* Text segment
= = =

The Demise of Christendom, 6
“The utopian dream of the Enlightenment can be summed up by five words: reason, nature, happiness, progress, and liberty. It was thoroughly secular in its thinking…. Here was man starting from himself absolutely. And if the humanistic elements of the Renaissance stand in sharp contrast to the Reformation [which started from the Bible], the Enlightenment was in total antithesis to it. The two stood for and were based on absolutely different things in an absolute way, and they produced absolutely different results.
“To the Enlightenment thinkers, man and society were perfectible…. If these men had a religion, it was deism. The deists believed in a God who had created the world but who had no contact with it now, and who had not revealed truth to men. If there was a God, He was silent.”
Francis A. Schaeffer, How Should We Then Live, The Complete Works, Volume 5, A Christian View of the West. (Crossway Books, 1982) p. 148.

= = =

* Check your understanding
1. In the passage on the Enlightenment, which five words are said to sum up its utopian dream?
2. Based on the passage on the Enlightenment, answer yes or no to each statement and quote the words of the text that settle it. (a) The deists believed God had revealed truth to men. (b) The Reformation started from the Bible. (c) Enlightenment thinkers considered man and society perfectible.
3. Rewrite the passage on the Enlightenment, everything from "The Demise of" down to "absolutely different results.", using "Age of Reason" in place of "Enlightenment".

* Collected material
= = =

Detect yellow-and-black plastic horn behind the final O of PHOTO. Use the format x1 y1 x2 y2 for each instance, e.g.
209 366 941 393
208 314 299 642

= = =

* Responses per task
1. Reason, nature, happiness, progress, and liberty.

2.
(a) No: "who had not revealed truth to men."
(b) Yes: "[which started from the Bible]"
(c) Yes: "To the Enlightenment thinkers, man and society were perfectible"

3.
The Demise of Christendom, 6
“The utopian dream of the Age of Reason can be summed up by five words: reason, nature, happiness, progress, and liberty. It was thoroughly secular in its thinking…. Here was man starting from himself absolutely. And if the humanistic elements of the Renaissance stand in sharp contrast to the Reformation [which started from the Bible], the Age of Reason was in total antithesis to it. The two stood for and were based on absolutely different things in an absolute way, and they produced absolutely different results.